Topper  is a 1937 American supernatural comedy film directed by Norman Z. McLeod, starring Constance Bennett and Cary Grant and featuring Roland Young. It tells the story of a stuffy, stuck-in-his-ways man who is haunted by the ghosts of a fun-loving married couple.

The film was adapted by Eric Hatch, Jack Jevne and Eddie Moran from the 1926 novel by Thorne Smith. It was produced by Hal Roach and distributed by Metro-Goldwyn-Mayer. The supporting cast includes Billie Burke and Eugene Pallette. Topper was a huge hit with film audiences in the summer of 1937.

Topper was the first black-and-white film to be digitally colorized, re-released in 1985 by Hal Roach Studios.

Plot
George and Marion Kerby are as irresponsible as they are rich. When George wrecks their classy sports car, they wake up from the accident as ghosts. Realizing they are not in heaven or hell because they have never been responsible enough to do good deeds or bad ones, they decide that freeing their old friend Cosmo Topper from his regimented lifestyle will be their ticket into heaven.

Topper, a wealthy bank president, is trapped in a boring job. Worse still, Clara, his social-climbing wife, seems to care only about nagging him and presenting  a respectable façade. On a whim, after George and Marion die, Topper buys George's flashy sports car. Soon he meets the ghosts of his dead friends, and immediately they begin to liven up his dull life with drinking and dancing, flirting and fun.

The escapades lead quickly to Cosmo's arrest, and the ensuing scandal alienates his wife Clara. However, because of Topper's scandal, some of the people Clara would like to socialize with now become interested in her and Topper. Cosmo moves out into a hotel with Marion who claims she is no longer married since she is dead. Clara fears she has lost Cosmo forever. The Toppers' loyal butler suggests that she lighten up a bit; she decides he's right and dons the lingerie and other attire of "a forward woman". After Cosmo has a near-death experience and nearly joins George and Marion in the afterlife, Cosmo and Clara are happily reunited, and George and Marion, their good deed done, gladly depart for heaven.

───

● **WHAT YOU WILL DO**
A: Give again the stretch of the Topper film summary from "The film was" through "ticket into heaven.", swapping "Metro-Goldwyn-Mayer" for "MGM".
B: Which actors does the Topper film summary name?
The items after this point are separate material, unrelated to the Topper film summary.

───

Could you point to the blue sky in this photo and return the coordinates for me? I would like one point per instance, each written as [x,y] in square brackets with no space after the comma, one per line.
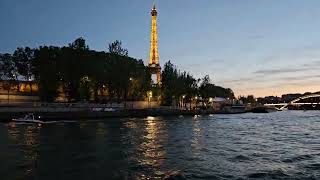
[260,47]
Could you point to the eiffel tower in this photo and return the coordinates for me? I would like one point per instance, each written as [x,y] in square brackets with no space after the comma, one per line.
[154,64]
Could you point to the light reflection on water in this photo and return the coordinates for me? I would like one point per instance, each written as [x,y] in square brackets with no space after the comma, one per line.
[282,145]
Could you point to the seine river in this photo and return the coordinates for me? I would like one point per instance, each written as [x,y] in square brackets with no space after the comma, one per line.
[280,145]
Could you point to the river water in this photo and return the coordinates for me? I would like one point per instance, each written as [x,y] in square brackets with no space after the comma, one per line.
[281,145]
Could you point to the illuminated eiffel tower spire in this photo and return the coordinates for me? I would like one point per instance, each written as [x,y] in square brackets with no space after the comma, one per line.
[154,64]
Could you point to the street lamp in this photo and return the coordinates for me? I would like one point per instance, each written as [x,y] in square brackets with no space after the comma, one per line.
[149,97]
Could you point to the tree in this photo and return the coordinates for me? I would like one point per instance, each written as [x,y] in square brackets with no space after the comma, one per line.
[116,48]
[24,61]
[8,72]
[47,74]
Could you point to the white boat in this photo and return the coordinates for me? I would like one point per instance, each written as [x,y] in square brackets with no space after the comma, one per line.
[29,118]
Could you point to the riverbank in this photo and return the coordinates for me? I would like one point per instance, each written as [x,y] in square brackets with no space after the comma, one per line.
[46,113]
[85,115]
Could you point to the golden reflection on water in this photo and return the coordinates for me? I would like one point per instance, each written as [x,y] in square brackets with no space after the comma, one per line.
[101,130]
[26,136]
[152,145]
[195,141]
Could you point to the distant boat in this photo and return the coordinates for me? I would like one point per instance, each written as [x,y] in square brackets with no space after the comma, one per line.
[29,118]
[263,109]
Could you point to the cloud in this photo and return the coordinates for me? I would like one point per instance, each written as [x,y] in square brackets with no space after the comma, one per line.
[280,71]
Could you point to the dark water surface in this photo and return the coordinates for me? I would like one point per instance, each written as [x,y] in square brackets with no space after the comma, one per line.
[281,145]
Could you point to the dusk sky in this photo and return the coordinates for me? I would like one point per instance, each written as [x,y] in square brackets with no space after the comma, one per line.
[260,47]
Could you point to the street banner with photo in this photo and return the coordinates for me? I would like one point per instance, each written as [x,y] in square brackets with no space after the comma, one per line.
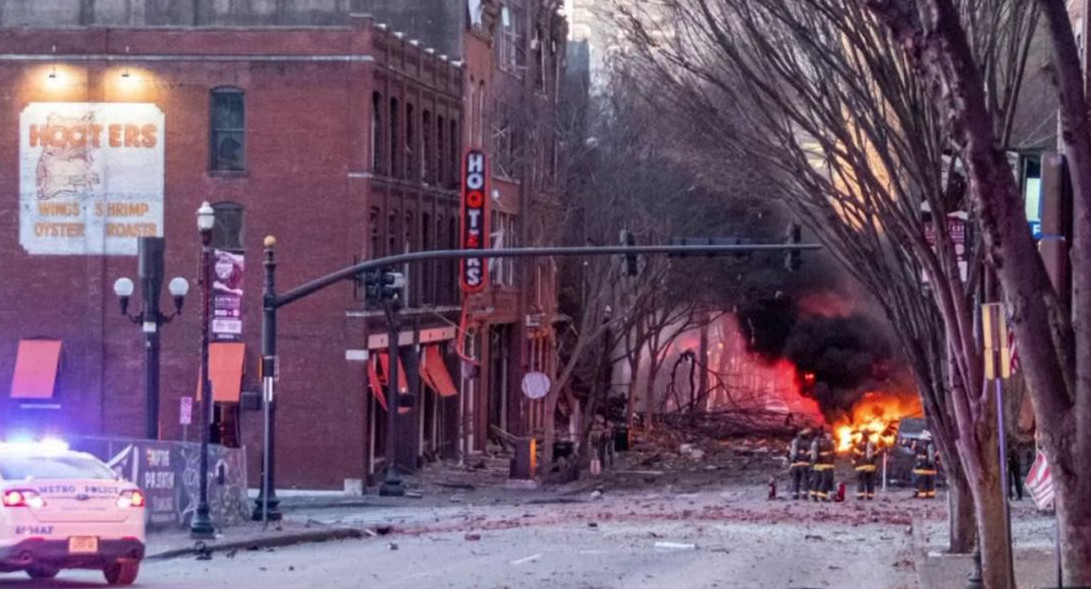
[227,296]
[91,177]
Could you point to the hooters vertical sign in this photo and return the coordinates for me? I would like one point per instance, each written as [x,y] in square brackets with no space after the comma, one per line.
[475,226]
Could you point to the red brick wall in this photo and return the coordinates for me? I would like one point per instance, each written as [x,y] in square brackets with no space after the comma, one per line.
[308,122]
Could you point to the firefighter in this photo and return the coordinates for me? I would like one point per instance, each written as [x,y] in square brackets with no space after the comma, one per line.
[926,466]
[864,458]
[799,464]
[822,466]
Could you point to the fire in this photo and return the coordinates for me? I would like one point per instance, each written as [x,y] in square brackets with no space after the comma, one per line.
[876,415]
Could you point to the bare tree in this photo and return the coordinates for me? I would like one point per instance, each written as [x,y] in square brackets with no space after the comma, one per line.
[1057,341]
[829,109]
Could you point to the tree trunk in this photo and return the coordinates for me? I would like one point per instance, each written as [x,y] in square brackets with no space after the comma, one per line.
[992,530]
[960,514]
[1072,516]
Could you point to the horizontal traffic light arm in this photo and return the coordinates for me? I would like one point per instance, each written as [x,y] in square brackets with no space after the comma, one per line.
[350,272]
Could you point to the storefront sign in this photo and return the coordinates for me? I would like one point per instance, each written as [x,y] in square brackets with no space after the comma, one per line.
[227,296]
[91,177]
[475,217]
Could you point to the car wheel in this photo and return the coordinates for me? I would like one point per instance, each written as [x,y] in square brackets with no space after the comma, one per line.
[42,572]
[122,572]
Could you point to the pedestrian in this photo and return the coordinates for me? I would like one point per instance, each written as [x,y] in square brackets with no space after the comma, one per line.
[799,464]
[822,466]
[864,458]
[926,467]
[1015,470]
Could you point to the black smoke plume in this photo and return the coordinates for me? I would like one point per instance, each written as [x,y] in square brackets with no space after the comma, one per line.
[837,359]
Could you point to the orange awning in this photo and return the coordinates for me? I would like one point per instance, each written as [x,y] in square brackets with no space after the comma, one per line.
[435,373]
[374,383]
[225,369]
[35,369]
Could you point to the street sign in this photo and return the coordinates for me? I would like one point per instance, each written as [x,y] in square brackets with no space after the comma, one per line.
[475,221]
[186,410]
[1040,482]
[536,385]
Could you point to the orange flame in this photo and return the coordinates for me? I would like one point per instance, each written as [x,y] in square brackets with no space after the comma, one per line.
[876,416]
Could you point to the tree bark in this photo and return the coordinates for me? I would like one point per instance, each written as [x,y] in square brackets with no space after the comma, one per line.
[960,513]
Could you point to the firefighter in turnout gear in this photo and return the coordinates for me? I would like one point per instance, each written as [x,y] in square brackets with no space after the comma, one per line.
[865,454]
[822,466]
[799,464]
[926,466]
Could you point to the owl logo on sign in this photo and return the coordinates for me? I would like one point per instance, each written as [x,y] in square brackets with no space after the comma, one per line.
[66,167]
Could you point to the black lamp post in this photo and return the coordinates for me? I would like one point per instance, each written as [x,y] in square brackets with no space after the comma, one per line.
[151,319]
[201,525]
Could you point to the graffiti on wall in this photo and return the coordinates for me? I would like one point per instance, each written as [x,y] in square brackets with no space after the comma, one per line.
[168,472]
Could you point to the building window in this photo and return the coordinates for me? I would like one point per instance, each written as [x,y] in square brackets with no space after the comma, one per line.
[453,142]
[426,152]
[392,232]
[441,149]
[394,139]
[376,132]
[374,218]
[228,130]
[510,53]
[227,233]
[428,268]
[410,143]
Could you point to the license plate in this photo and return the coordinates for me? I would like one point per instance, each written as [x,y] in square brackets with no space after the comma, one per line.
[83,544]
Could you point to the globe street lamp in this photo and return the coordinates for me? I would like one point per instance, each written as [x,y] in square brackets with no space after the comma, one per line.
[151,319]
[201,526]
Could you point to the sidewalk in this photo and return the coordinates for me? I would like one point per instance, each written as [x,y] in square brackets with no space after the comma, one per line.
[1034,559]
[250,536]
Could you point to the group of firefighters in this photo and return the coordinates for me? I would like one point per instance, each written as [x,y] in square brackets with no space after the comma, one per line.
[812,453]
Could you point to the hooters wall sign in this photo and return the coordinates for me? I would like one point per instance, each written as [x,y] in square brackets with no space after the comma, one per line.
[475,226]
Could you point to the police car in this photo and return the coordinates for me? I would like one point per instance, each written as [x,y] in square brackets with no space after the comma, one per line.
[67,509]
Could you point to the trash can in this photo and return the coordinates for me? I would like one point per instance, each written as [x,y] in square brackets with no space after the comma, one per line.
[563,448]
[622,440]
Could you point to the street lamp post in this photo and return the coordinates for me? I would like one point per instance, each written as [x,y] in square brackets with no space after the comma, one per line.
[266,507]
[151,319]
[201,526]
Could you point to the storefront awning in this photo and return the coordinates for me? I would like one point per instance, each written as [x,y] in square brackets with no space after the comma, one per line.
[435,372]
[403,381]
[225,369]
[35,369]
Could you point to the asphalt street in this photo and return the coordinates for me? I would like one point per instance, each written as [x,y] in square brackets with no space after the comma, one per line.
[575,555]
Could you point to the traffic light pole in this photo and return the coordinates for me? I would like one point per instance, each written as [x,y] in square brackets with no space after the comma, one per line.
[266,504]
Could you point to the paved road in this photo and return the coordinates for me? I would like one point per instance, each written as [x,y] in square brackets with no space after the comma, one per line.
[573,555]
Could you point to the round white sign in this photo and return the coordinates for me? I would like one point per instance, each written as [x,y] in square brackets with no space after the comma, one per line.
[536,385]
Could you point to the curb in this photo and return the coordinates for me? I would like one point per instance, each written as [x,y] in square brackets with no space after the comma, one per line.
[264,541]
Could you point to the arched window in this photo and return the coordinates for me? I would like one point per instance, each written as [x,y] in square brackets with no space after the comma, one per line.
[227,130]
[376,132]
[394,139]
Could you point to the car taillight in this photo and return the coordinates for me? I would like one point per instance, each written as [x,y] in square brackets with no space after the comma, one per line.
[131,499]
[23,499]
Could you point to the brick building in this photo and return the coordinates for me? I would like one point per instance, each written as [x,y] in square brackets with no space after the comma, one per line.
[514,65]
[330,131]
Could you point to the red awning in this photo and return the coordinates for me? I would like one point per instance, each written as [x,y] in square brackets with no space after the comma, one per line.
[436,374]
[35,369]
[225,367]
[403,380]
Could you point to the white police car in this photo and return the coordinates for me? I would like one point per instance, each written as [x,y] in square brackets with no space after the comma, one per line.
[67,509]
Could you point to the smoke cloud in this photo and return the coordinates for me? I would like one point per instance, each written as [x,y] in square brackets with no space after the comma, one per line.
[838,358]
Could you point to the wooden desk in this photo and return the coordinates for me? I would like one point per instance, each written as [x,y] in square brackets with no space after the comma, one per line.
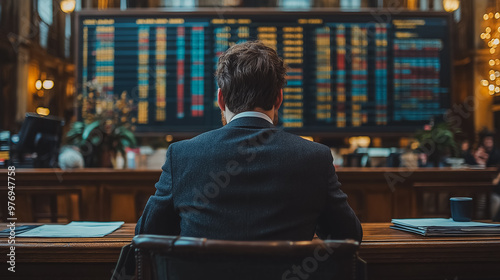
[375,194]
[65,258]
[394,254]
[390,254]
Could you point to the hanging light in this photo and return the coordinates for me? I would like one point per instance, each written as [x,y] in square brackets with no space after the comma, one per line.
[68,6]
[48,84]
[38,84]
[452,5]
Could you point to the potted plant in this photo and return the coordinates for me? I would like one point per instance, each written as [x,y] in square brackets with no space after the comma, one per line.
[105,129]
[437,142]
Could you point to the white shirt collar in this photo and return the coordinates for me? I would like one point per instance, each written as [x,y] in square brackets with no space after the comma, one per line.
[252,114]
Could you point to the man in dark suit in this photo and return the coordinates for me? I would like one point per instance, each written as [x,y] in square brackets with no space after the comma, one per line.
[249,180]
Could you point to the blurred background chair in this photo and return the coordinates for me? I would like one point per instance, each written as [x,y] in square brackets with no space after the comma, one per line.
[173,257]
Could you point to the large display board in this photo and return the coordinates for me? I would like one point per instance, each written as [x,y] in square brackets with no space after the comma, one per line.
[347,71]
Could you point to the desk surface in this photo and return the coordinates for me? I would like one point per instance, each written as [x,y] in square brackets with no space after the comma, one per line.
[390,254]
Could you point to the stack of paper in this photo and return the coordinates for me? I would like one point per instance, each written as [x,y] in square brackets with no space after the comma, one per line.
[74,229]
[445,227]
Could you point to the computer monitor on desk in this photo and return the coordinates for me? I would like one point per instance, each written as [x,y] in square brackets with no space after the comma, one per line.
[40,135]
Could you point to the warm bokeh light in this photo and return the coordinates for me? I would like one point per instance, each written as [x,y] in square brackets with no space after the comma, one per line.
[451,5]
[491,37]
[360,141]
[38,85]
[68,6]
[48,84]
[43,111]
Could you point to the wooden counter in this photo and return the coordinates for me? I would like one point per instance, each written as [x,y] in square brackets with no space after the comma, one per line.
[390,254]
[376,194]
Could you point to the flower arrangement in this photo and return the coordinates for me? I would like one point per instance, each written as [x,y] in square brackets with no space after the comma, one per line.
[106,127]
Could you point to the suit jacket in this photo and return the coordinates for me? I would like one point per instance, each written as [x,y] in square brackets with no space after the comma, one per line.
[249,181]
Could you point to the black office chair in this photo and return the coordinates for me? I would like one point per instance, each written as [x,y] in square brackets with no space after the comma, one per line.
[179,258]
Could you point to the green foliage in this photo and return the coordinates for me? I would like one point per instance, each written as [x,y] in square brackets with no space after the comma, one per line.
[440,140]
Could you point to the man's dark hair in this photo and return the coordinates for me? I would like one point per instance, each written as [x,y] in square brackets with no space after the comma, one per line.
[250,75]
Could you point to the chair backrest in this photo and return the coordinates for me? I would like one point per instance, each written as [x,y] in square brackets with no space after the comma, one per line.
[179,258]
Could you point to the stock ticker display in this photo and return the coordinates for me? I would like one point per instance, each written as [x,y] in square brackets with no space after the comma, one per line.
[347,71]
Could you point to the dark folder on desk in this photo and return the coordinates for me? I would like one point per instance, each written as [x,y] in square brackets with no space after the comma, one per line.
[445,227]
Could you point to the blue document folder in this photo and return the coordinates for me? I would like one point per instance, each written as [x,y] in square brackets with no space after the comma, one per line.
[74,229]
[445,227]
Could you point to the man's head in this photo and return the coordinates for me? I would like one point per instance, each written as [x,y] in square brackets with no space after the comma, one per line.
[250,78]
[488,143]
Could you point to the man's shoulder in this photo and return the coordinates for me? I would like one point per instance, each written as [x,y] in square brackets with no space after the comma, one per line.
[205,138]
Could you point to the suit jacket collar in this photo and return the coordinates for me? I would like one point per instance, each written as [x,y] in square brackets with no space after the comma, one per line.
[250,122]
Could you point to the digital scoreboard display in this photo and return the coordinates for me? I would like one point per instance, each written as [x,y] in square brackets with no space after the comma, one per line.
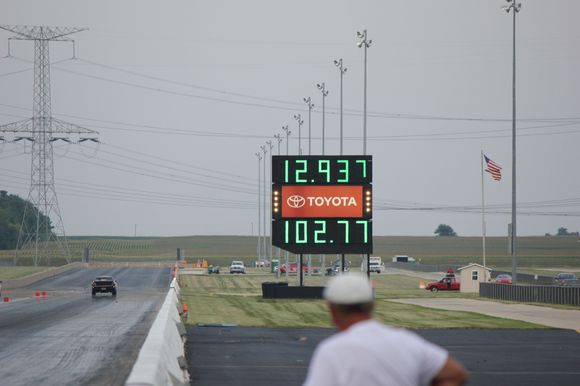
[322,204]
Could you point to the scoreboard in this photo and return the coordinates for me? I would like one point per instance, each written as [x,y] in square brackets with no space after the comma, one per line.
[322,204]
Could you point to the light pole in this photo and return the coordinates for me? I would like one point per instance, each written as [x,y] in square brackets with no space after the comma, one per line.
[298,118]
[270,146]
[278,140]
[516,8]
[342,69]
[264,151]
[322,88]
[308,101]
[364,42]
[288,132]
[259,247]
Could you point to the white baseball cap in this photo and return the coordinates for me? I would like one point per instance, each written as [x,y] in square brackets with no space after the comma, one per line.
[350,288]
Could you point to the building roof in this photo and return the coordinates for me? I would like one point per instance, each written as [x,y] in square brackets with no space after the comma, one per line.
[470,265]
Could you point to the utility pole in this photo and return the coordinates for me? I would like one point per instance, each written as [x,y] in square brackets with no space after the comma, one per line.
[39,236]
[338,63]
[324,91]
[364,42]
[298,118]
[310,105]
[288,132]
[270,146]
[516,8]
[259,247]
[264,151]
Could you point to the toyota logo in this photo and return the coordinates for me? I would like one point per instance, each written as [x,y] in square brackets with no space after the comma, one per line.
[296,201]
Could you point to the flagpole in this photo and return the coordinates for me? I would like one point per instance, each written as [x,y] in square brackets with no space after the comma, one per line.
[483,231]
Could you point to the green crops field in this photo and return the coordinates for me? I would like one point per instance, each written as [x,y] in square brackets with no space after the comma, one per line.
[539,254]
[237,299]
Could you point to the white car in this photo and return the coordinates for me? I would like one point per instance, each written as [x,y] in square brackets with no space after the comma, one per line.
[237,267]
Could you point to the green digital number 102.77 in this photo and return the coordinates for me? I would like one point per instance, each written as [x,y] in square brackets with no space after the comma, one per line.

───

● **RESPONSE LIST**
A:
The film was adapted by Eric Hatch, Jack Jevne and Eddie Moran from the 1926 novel by Thorne Smith. It was produced by Hal Roach and distributed by MGM. The supporting cast includes Billie Burke and Eugene Pallette. Topper was a huge hit with film audiences in the summer of 1937.

Topper was the first black-and-white film to be digitally colorized, re-released in 1985 by Hal Roach Studios.

Plot
George and Marion Kerby are as irresponsible as they are rich. When George wrecks their classy sports car, they wake up from the accident as ghosts. Realizing they are not in heaven or hell because they have never been responsible enough to do good deeds or bad ones, they decide that freeing their old friend Cosmo Topper from his regimented lifestyle will be their ticket into heaven.

B: Constance Bennett, Cary Grant, Roland Young, Billie Burke, Eugene Pallette